• JOB 1: In the passage below about Athaulf and Galla Placidia, in what month and year did the two marry?
• JOB 2: From the passage below on Athaulf's marriage to Galla Placidia, return the words from "The romantic possibilities" up to and including "to be true.".
* START EXTRACT *
While Pulcheria was being credited for reforming her family’s way of life in Constantinople, over 1,000 miles (1,600 kilometres) away, her half-aunt Galla Placidia was taking a vow of her own. The Goths were under new management. Alaric had died of fever in Italy not long after the Goths’ sack of Rome, and his place was taken by his deputy Athaulf. In his ongoing bid to secure the elusive land deal for his people, Athaulf first attempted to ransom Galla Placidia back to the court in Ravenna, which was itself under the influence of a new strongman – Stilicho’s replacement Flavius Constantius. But with Honorius still dragging his feet and Flavius Constantius unable to bring the two camps to the negotiating table, Athaulf decided on a different tack. In January 414, he married his Roman prisoner in the town of Narbonne in southern Gaul, an area well known to Roman epicures for its production of rosemary-flower honey.
48

A description of the wedding between Athaulf and Placidia survives in a history written by a contemporaneous eastern diplomat named Olympiodorus. He relates that the ceremony took place at the townhouse of a leading local citizen of Narbonne named Ingenuus, and was attended by a mixture of both barbarian and Roman guests, including the senator Priscus Attalus who had been taken hostage by the Goths at the same time as Placidia although released early in a plea bargain. The bride was dressed in ‘royal raiment’ and sat in a hall ‘decorated in the Roman manner’ to receive her guests. The groom had also cast aside his barbarian garb and instead had donned ‘a Roman general’s cloak’ and other Roman clothing. Among the wedding gifts was Athaulf’s personal offering to Placidia, a line-up of fifty handsome young men, clothed in silk and each carrying two vast dishes piled high with gold and precious stones, glittering souvenirs of the Goths’ sack of Rome. This last detail is the only discomfiting flicker in this eye-witness account – otherwise it seems that this wedding was nothing more unusual than the contented union of two well-heeled subjects of the Roman Empire. Not a hint of coercion or reluctance on the part of the bride spoils the picture.
49

The romantic possibilities of the union between a Roman princess and a Gothic king acknowledged by a witness to be handsome and well built are almost too good to be true.
50
But even if we give in to the temptation of believing that Placidia had fallen in love with her barbarian captor as they wandered across western Europe – and there are ancient witnesses willing to confirm that the partnership was a harmonious one, and that Athaulf was attracted by Placidia’s ‘nobility, beauty and chaste purity’ – Olympiodorus’s description of their wedding alludes to more prosaic motives as well.
51
The very Roman-ness of the wedding, from Athaulf’s choosing to array himself in the uniform of a Roman general to the presence of several important Roman dignitaries who even took part in singing traditional Roman wedding songs, testifies to Athaulf’s political ambitions. Marriage to Placidia made him the Roman emperor’s brother-in-law, an emperor whose own childlessness gave Athaulf another trump card. For Placidia then fell pregnant, after the Goths had temporarily established themselves in Barcelona, and she was there delivered of a son, provocatively named Theodosius after the bride’s father. For all the pomp, woman had once again served her most important and basic use in the eyes of every dynasty. The king of the Goths was now father to the potential heir of the western Roman Empire. Now, Athaulf must have thought, he had Honorius and Flavius Constantius over a barrel.
* END EXTRACT *
* START PROVIDED RECORDS *
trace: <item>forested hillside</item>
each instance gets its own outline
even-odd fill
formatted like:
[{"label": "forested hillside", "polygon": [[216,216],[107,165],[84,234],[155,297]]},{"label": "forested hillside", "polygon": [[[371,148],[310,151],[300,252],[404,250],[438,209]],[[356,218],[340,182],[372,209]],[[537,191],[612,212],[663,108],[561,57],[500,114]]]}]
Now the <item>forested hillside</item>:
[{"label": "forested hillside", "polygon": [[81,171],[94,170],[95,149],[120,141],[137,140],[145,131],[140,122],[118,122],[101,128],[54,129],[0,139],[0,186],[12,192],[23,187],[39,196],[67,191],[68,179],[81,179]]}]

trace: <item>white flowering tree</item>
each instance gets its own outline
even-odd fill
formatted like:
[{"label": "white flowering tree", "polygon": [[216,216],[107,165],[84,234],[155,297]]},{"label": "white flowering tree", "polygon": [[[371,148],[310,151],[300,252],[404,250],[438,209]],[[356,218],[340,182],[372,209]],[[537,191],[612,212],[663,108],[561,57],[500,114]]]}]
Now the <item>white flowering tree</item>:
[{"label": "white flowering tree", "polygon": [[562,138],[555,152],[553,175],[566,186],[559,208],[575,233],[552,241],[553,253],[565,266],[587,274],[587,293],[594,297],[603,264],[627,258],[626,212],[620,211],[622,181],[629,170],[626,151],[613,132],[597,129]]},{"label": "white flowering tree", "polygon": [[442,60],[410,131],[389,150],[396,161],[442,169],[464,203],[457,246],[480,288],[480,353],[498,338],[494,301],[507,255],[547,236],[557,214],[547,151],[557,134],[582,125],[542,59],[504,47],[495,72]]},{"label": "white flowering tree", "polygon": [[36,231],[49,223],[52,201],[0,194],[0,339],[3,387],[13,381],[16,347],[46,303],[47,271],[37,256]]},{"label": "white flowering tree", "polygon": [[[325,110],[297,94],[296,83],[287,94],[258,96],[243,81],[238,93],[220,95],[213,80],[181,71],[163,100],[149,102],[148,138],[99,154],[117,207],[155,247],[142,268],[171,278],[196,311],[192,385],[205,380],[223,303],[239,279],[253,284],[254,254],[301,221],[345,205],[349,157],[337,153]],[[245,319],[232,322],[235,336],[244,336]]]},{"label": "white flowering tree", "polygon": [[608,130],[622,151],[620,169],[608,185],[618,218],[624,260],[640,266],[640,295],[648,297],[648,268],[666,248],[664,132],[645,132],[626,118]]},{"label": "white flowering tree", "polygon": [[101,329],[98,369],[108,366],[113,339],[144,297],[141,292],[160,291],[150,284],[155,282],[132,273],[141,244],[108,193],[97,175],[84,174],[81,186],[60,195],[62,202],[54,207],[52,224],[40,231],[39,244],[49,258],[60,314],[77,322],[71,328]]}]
* END PROVIDED RECORDS *
• FULL RESPONSE 1: January 414

• FULL RESPONSE 2:
The romantic possibilities of the union between a Roman princess and a Gothic king acknowledged by a witness to be handsome and well built are almost too good to be true.